> **Assignment**
Copy exactly the lines of the records below, and only those lines, beginning with the line that contains "Target: corrugated metal wall" and ending with the line that contains "Target: dog's tongue area".

(Excerpts from a dataset)
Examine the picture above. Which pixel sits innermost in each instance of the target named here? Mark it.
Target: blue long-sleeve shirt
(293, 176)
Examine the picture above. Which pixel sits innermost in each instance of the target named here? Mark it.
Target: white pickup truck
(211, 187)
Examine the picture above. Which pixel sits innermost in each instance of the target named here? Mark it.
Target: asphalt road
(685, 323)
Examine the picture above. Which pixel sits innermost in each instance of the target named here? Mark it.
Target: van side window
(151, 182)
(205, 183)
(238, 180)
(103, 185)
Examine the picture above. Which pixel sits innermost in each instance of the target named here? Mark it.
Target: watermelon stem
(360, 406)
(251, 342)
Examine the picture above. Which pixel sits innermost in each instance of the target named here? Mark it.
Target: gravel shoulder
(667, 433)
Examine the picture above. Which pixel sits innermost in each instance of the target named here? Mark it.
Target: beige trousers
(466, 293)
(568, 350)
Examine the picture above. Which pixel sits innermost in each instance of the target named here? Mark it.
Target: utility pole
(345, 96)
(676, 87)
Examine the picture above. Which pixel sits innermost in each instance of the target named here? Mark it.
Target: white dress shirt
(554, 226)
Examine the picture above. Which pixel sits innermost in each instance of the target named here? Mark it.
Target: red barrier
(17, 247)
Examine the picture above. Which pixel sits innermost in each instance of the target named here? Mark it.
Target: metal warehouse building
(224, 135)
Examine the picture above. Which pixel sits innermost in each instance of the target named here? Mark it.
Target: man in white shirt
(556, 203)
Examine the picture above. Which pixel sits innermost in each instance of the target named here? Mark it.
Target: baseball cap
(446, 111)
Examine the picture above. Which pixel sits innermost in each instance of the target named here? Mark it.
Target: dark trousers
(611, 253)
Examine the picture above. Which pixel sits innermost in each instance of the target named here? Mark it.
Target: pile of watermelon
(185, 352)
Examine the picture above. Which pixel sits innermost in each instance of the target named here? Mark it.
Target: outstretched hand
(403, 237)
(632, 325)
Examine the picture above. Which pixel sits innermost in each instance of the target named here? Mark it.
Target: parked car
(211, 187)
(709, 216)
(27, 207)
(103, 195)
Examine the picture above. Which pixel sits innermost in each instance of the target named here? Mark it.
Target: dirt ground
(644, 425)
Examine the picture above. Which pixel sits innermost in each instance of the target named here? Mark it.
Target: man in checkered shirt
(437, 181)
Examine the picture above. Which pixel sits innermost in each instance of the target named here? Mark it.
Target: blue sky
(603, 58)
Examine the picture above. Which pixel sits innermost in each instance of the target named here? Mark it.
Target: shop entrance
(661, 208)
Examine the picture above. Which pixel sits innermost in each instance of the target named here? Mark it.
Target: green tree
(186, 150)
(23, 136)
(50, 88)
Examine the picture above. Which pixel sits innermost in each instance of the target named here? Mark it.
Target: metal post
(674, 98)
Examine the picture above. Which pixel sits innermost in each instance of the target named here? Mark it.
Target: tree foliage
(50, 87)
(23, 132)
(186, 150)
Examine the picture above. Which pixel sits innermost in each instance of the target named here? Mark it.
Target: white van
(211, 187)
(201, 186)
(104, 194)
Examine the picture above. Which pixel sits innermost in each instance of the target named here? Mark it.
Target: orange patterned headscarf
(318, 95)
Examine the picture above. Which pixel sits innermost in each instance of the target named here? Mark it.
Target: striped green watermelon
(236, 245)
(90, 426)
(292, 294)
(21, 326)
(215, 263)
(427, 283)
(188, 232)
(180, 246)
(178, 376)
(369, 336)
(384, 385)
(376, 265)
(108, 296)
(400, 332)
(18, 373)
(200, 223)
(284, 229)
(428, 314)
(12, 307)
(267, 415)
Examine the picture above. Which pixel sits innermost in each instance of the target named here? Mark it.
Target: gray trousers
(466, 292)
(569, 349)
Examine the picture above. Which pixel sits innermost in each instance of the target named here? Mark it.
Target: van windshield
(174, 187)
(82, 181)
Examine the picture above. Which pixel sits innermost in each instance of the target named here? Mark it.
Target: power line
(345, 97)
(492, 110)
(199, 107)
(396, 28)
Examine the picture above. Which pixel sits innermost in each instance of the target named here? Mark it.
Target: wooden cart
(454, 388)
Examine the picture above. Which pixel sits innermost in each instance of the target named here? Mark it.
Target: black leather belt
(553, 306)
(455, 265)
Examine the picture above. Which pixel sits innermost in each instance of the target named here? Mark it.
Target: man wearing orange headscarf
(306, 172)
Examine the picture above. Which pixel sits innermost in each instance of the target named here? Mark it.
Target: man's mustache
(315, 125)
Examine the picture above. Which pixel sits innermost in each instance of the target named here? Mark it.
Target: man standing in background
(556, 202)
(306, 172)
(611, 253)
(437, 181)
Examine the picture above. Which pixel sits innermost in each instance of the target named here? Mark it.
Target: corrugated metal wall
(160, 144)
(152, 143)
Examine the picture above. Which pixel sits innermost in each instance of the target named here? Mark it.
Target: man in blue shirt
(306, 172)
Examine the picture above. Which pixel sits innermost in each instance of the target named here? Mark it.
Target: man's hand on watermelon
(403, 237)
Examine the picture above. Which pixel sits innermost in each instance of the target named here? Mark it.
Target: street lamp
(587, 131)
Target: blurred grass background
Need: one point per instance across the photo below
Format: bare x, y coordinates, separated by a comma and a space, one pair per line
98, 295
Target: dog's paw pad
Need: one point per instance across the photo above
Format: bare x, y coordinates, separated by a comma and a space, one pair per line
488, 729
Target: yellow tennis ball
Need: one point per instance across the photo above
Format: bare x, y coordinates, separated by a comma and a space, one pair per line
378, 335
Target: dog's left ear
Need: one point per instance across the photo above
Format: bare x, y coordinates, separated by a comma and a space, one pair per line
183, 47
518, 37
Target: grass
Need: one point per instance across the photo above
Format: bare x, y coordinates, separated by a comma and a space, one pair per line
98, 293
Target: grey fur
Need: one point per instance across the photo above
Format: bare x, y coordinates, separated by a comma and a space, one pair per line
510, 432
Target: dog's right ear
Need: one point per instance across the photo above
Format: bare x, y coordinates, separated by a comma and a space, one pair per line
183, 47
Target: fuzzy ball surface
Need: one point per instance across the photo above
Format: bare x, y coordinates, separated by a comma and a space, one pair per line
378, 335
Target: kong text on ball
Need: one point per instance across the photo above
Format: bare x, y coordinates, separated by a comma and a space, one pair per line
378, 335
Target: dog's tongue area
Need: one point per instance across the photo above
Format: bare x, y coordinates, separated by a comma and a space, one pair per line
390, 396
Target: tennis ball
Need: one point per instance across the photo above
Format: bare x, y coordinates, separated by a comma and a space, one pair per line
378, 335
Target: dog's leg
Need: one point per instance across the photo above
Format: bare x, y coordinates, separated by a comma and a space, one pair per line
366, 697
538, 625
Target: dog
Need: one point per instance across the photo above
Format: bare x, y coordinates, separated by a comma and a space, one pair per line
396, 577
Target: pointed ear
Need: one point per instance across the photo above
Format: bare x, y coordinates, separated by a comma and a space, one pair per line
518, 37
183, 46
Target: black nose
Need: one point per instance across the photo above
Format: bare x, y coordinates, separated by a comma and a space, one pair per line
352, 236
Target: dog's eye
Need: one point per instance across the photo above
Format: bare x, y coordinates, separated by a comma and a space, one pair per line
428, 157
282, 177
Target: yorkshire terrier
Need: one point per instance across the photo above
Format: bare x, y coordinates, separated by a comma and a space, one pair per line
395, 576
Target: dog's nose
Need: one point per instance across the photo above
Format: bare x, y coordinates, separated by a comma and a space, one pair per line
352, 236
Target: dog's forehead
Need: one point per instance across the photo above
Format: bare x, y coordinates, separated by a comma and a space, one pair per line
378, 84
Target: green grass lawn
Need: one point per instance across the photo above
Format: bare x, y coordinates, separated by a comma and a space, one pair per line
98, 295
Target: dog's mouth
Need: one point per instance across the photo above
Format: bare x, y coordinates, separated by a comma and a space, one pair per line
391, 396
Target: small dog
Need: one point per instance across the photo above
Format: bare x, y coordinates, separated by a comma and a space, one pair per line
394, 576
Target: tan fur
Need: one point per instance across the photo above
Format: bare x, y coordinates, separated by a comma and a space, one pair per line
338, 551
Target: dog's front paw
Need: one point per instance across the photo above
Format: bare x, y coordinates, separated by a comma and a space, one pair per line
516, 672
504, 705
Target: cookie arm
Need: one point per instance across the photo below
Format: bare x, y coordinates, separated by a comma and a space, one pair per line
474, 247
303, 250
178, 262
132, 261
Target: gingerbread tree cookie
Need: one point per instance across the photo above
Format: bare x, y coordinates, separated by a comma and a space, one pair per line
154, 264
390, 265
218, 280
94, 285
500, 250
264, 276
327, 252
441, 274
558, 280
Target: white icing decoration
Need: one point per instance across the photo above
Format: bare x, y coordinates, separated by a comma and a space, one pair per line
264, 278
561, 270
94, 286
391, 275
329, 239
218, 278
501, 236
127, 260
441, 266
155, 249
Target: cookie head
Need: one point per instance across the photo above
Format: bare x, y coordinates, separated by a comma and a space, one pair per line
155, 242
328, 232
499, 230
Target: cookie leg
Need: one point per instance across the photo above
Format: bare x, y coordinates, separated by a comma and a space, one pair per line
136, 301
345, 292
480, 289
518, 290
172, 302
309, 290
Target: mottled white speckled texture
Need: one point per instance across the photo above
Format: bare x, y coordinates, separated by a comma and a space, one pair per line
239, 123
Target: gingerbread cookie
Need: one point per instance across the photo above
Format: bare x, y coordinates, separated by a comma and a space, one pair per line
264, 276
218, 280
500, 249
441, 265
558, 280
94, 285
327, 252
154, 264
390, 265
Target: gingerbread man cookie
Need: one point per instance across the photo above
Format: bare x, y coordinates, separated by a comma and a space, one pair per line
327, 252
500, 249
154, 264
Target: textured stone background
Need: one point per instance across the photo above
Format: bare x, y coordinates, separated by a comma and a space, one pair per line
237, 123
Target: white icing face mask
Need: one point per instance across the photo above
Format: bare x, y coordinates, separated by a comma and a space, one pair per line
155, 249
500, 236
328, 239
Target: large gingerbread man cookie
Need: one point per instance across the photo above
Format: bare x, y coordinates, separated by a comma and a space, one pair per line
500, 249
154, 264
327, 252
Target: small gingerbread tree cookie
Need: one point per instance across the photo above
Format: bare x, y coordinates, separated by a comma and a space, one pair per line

> **Answer box**
Target: corrugated metal wall
(160, 144)
(152, 143)
Examine the picture above. Which pixel sits innermost in each instance of the target named here? Mark it.
Target: man in blue shirt
(306, 172)
Examine the picture above. Which pixel sits innermost in each instance of the target named here? Mark it.
Target: man's hand on watermelon
(403, 237)
Examine the picture above. Which pixel sits innermost in each instance of the target named here? Mark it.
Target: street lamp
(587, 131)
Target: blurred grass background
Need: one point per instance across the photo below
Format: bare x, y coordinates, separated by a comma and a space, one pair per line
98, 295
Target: dog's paw pad
Need: one point per instance across the photo above
Format: bare x, y coordinates, separated by a comma and a space, one pair per line
488, 729
Target: yellow tennis ball
Need: one point per instance across the photo above
Format: bare x, y coordinates, separated by a comma and a space, one pair per line
378, 335
Target: dog's left ear
Need: one point per instance across the photo above
Format: bare x, y coordinates, separated by a comma and a space, one pair per line
183, 47
518, 37
Target: grass
Need: one point per instance across the photo above
Format: bare x, y coordinates, separated by a comma and a space, one pair per line
98, 293
Target: grey fur
Need: one point per instance across the photo above
Format: bare x, y coordinates, separated by a comma and a space, one pair per line
510, 432
Target: dog's right ear
Need: one point per instance across the photo above
Format: bare x, y coordinates, separated by a comma and a space, one pair per line
183, 47
Target: fuzzy ball surface
Need: one point per instance across the photo above
Format: bare x, y coordinates, separated by a comma and a space, one pair per line
378, 335
Target: kong text on ball
Need: one point per instance across the photo above
Format: bare x, y coordinates, separated by a comma and a space, one pair per line
378, 335
Target: dog's tongue area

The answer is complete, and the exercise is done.